* _What you need to do_: Search the records for "below". Report every line where it occurs.

* _Items from a dataset_:

··········

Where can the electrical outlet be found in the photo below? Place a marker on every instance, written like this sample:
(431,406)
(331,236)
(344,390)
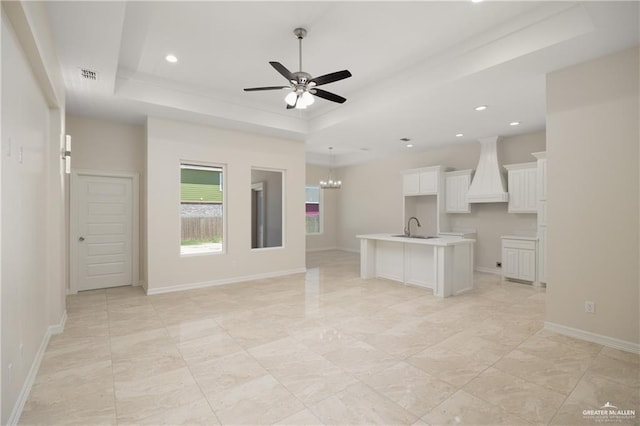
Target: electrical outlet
(590,307)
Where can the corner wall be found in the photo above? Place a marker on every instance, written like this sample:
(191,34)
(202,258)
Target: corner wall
(32,199)
(593,208)
(116,147)
(169,143)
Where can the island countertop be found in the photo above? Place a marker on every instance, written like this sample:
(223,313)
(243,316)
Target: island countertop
(434,241)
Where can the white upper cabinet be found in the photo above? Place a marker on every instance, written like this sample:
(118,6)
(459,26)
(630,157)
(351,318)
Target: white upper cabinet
(456,188)
(522,182)
(423,181)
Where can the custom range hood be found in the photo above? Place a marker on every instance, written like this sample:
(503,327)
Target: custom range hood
(488,185)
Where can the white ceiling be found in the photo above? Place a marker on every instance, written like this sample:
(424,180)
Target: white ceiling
(419,67)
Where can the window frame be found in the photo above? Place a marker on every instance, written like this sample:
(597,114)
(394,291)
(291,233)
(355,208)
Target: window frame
(204,165)
(320,210)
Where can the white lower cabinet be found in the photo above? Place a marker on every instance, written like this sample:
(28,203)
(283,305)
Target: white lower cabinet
(519,258)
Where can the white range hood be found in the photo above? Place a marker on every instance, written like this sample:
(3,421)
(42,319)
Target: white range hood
(488,185)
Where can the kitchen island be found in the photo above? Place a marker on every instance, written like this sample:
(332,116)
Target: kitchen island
(443,264)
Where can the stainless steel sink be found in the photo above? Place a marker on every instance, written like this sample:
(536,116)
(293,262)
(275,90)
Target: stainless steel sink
(422,237)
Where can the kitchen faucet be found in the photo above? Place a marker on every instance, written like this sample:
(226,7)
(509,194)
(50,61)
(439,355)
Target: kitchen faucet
(407,231)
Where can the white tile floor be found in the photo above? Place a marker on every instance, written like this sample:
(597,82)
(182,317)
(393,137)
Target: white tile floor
(324,347)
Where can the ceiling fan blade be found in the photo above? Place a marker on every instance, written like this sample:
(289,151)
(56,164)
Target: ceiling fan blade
(330,78)
(255,89)
(283,70)
(328,96)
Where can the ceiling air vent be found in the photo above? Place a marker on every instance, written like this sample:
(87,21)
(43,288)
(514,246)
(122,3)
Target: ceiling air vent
(88,74)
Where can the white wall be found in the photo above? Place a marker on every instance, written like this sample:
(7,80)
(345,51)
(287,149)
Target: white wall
(371,198)
(593,224)
(32,201)
(109,146)
(169,143)
(329,199)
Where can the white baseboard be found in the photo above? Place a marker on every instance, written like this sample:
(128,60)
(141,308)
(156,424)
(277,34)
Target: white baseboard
(348,250)
(321,249)
(33,371)
(494,271)
(59,328)
(611,342)
(193,286)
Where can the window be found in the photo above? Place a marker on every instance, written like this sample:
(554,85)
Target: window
(313,213)
(201,209)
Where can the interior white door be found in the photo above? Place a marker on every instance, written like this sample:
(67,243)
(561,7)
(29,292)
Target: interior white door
(104,232)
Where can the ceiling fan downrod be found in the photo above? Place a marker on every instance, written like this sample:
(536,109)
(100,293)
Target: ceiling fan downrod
(300,33)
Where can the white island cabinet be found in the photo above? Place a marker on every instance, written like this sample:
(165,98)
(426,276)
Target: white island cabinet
(443,264)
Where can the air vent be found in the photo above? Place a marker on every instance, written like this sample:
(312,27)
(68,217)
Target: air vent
(88,74)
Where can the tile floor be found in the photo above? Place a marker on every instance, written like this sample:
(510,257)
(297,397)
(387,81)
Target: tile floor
(324,347)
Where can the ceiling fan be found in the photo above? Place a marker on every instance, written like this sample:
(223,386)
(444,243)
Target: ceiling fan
(304,87)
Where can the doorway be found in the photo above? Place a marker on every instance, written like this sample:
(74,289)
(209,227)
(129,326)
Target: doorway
(103,230)
(257,215)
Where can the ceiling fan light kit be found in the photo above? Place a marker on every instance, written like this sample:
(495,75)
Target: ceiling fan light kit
(302,85)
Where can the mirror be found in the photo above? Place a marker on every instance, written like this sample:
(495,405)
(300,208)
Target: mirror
(266,208)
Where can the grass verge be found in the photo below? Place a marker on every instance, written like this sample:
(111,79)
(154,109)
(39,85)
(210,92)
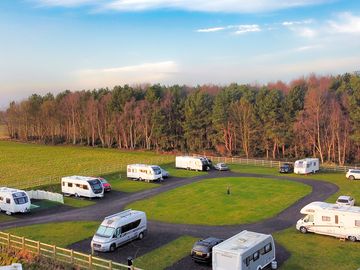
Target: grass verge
(166,255)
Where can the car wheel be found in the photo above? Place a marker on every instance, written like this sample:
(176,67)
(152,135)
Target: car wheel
(112,248)
(352,238)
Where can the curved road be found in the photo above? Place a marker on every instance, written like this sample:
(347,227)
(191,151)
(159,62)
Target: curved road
(116,201)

··········

* _Answer to this task_:
Where can the electrical outlet be found in the photo below? Place a marker on every instance, written like this sample:
Where can the grass verge be found in the photo below? Place a marker on every instance, written like this sample:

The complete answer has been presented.